*Request:* Return everything from "Signing the Employee" down to "the long term." in the passage on the Employee Free Choice Act below, copied word for word.

*Excerpted passage:*
Unions can bargain for a better life. The best opportunity we have to start rebuilding this country is to rebuild the middle class, which we can do by giving workers the power to bargain for a better life. Union workers have better wages and are more likely to have health coverage, pensions, and protection on the job.
Signing the Employee Free Choice Act into law would give workers a fair chance by:
The Employee Free Choice Act will help build an economy that works for everyone. Supported by legislators and millions of workers around the country, the EFCA would level the playing field and put the power to choose a union back where it belongs — in the hands of workers. It will restore workers’ power and thus strengthen the economy for the long term.
What’s In It for You
The Employee Free Choice Act is the most significant labor legislation in decades. This bill would allow workers who want to form unions a fair opportunity to do so. It is important not only to those workers, but to workers who already are in unions. Corporations increase their profit margins by cutting workers pay and benefits. A large pool of non-union workers allows these corporations to put downward pressure on workers’ attempts to negotiate for decent pay.

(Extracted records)

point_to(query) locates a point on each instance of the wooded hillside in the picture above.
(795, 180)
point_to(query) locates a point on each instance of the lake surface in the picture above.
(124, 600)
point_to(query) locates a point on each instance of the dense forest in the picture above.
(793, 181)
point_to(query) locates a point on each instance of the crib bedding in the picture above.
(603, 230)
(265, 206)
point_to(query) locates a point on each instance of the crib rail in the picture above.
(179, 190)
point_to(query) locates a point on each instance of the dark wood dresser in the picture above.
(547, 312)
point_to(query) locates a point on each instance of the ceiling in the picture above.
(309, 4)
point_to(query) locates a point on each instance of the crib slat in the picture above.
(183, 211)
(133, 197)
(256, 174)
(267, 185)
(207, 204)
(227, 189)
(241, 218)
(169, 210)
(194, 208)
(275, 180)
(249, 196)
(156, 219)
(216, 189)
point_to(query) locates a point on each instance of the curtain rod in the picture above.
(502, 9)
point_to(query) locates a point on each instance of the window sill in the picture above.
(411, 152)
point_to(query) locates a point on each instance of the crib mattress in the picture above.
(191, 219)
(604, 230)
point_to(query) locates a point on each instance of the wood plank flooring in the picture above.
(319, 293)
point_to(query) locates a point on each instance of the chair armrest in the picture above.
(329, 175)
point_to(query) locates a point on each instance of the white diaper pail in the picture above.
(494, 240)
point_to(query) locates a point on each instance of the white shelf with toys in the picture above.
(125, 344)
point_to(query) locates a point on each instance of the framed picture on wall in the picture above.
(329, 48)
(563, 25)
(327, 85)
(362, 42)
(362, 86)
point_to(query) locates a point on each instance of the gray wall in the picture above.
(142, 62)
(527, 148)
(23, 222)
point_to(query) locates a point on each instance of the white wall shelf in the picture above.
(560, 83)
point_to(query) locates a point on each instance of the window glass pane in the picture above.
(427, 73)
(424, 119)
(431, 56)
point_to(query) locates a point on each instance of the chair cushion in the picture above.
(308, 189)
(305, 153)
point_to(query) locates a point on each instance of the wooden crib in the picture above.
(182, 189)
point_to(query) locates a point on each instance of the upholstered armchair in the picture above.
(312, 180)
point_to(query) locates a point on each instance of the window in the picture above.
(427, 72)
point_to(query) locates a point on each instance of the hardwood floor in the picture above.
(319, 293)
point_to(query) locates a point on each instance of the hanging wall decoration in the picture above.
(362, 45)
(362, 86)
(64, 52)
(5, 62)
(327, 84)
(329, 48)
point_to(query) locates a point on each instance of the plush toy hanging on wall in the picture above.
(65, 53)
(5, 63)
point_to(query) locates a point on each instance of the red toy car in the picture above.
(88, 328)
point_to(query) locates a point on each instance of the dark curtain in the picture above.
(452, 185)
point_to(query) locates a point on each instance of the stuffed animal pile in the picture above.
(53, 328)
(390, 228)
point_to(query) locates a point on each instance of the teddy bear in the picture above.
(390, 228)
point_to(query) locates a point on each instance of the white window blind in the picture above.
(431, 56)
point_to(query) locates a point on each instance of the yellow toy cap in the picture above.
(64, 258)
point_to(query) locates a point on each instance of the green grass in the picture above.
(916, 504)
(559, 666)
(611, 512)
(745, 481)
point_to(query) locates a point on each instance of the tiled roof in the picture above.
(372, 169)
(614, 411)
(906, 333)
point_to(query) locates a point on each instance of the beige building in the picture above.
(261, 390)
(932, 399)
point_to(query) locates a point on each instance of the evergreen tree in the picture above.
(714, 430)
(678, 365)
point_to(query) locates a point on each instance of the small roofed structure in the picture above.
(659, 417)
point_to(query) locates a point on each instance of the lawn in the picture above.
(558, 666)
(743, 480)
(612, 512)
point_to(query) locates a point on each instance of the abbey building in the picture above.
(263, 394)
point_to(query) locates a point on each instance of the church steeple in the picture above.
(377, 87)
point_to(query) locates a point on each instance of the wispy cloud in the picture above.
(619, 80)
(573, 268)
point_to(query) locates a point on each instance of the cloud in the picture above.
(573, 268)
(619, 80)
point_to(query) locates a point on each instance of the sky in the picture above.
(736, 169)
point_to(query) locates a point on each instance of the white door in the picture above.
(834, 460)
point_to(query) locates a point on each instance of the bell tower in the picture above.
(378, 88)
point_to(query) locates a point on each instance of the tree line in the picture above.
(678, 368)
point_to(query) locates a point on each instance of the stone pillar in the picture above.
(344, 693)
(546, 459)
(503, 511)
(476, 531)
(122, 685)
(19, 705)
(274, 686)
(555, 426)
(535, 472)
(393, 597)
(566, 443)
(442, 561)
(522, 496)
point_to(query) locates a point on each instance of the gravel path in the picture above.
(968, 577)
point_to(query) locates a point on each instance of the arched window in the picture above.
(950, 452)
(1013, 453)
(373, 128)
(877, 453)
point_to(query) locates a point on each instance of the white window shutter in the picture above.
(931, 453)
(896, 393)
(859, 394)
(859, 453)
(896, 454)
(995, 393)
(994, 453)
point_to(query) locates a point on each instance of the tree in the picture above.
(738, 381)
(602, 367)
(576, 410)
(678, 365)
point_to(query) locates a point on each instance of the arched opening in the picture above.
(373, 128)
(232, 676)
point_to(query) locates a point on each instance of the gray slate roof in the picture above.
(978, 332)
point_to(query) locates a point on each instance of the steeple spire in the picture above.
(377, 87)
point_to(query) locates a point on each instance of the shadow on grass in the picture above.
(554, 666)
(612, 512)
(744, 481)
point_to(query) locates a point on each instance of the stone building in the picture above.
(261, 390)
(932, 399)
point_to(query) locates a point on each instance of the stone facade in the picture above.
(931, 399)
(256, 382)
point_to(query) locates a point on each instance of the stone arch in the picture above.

*Solution to the problem:*
Signing the Employee Free Choice Act into law would give workers a fair chance by:
The Employee Free Choice Act will help build an economy that works for everyone. Supported by legislators and millions of workers around the country, the EFCA would level the playing field and put the power to choose a union back where it belongs — in the hands of workers. It will restore workers’ power and thus strengthen the economy for the long term.